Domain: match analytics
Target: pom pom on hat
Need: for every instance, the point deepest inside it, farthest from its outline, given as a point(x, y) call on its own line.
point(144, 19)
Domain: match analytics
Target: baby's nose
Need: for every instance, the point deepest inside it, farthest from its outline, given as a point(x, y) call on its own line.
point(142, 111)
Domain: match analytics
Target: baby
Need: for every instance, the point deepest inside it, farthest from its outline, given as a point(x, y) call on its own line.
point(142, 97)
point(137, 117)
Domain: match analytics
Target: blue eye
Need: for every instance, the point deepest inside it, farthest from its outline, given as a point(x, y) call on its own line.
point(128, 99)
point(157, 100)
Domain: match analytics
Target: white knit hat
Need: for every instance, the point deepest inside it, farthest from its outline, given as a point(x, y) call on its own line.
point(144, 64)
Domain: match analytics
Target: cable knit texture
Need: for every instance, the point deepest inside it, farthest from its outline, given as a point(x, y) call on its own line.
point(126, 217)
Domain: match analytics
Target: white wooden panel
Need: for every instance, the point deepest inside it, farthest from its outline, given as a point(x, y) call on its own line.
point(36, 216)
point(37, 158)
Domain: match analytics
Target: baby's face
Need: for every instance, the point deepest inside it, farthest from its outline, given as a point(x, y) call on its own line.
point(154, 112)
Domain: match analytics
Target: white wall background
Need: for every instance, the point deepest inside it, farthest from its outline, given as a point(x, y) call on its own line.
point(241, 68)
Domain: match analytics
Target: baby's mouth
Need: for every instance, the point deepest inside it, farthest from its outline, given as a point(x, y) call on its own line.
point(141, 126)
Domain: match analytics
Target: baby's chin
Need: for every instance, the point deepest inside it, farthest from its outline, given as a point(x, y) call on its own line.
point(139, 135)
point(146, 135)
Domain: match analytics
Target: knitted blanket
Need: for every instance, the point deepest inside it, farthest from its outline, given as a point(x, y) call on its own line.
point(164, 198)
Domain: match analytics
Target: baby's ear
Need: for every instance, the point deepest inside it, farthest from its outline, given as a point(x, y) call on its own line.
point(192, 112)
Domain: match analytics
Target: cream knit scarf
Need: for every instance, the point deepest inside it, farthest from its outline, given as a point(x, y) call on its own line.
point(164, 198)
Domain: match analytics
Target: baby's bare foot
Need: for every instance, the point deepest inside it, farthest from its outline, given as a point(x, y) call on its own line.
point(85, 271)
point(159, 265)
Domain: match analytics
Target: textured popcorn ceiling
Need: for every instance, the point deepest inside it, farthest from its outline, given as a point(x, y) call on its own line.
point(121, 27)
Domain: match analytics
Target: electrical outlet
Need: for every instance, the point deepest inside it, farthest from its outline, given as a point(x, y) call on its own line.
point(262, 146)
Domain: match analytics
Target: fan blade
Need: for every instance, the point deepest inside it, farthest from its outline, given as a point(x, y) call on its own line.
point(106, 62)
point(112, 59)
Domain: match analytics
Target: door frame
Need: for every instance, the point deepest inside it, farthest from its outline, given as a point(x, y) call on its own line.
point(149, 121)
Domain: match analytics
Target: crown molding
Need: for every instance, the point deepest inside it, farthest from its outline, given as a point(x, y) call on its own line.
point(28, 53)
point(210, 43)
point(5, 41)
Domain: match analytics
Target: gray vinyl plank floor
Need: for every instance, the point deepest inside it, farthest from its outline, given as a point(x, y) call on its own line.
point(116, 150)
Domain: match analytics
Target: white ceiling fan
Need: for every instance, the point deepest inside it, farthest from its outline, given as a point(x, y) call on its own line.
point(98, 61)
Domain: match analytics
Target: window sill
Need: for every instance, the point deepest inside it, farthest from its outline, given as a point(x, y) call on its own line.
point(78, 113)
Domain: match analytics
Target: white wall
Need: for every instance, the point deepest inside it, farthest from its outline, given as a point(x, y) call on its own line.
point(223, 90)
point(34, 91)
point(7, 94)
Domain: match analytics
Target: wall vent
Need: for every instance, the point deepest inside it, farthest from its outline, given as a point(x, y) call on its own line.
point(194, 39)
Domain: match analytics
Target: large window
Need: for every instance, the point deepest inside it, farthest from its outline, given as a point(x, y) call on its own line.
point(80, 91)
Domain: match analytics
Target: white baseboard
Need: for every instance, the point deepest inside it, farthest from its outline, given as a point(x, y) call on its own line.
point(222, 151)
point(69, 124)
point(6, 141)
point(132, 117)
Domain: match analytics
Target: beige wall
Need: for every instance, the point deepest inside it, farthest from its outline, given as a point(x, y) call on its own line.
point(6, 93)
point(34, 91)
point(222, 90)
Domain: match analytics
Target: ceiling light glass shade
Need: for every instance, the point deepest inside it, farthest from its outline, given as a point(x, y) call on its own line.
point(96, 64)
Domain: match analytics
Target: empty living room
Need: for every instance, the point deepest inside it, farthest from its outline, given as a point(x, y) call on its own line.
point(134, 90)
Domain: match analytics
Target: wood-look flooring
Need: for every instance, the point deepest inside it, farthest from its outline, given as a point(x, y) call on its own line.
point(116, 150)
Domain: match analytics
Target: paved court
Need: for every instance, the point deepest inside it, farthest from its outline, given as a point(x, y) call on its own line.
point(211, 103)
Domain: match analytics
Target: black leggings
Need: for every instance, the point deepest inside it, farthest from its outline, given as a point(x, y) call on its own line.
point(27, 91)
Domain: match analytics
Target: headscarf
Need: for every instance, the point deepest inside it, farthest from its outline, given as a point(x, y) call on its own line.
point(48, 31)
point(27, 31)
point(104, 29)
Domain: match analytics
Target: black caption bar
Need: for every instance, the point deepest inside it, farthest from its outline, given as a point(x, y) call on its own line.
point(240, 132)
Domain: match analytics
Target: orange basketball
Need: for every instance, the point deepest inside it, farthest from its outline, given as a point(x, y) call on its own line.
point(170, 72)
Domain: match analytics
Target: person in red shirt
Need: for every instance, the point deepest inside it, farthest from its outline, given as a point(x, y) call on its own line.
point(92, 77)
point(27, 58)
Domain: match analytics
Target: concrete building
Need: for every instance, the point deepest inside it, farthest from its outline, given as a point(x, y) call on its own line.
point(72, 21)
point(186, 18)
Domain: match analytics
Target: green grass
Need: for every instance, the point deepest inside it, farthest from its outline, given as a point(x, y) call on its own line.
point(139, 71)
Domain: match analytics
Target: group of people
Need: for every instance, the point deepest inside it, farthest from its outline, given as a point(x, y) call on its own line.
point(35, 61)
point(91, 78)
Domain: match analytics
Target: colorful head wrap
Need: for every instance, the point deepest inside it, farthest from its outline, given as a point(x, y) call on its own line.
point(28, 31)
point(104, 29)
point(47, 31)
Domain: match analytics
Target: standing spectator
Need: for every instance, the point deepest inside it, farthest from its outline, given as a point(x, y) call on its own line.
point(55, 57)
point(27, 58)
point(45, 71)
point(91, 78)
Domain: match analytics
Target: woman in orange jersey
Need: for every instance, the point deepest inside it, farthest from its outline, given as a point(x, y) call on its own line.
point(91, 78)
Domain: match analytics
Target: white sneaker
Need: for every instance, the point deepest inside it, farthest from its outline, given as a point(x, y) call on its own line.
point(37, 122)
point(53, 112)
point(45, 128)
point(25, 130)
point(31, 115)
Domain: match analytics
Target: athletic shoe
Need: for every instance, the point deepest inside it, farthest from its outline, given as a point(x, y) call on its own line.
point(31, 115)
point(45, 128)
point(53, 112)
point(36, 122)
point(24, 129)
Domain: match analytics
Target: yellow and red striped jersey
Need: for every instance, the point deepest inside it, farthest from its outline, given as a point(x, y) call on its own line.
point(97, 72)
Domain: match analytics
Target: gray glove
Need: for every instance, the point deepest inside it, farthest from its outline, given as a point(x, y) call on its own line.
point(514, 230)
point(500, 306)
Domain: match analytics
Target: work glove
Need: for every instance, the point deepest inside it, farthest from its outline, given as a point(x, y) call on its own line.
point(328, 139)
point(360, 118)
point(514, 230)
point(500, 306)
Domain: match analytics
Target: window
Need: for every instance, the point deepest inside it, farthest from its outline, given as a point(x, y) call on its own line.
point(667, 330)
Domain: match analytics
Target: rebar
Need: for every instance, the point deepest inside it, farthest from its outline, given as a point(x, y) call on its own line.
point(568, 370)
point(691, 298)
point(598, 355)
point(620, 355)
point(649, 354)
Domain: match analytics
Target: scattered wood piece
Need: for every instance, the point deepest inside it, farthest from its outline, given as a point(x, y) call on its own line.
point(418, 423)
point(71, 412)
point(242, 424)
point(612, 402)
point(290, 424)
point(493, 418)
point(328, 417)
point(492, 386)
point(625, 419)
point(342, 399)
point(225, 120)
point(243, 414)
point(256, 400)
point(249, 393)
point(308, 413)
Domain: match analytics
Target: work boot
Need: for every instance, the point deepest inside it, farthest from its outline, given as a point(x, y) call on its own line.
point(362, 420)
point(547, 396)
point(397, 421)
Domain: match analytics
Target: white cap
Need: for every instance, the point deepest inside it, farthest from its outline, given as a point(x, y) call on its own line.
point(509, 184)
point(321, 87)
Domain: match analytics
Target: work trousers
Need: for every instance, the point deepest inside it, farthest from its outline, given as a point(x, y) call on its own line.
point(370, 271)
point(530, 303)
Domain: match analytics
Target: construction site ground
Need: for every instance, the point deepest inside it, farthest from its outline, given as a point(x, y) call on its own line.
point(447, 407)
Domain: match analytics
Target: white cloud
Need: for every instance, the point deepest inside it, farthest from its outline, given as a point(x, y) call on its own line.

Exercise aim: Gather every line of the data above that contains the string "baby", and copy each one in full. Case counts, so only matches with the same capitalization qualify.

Output below:
Target: baby's nose
Target: baby
Target: baby's face
Target: baby's mouth
Target: baby's chin
Target: baby's ear
Target: baby's bare foot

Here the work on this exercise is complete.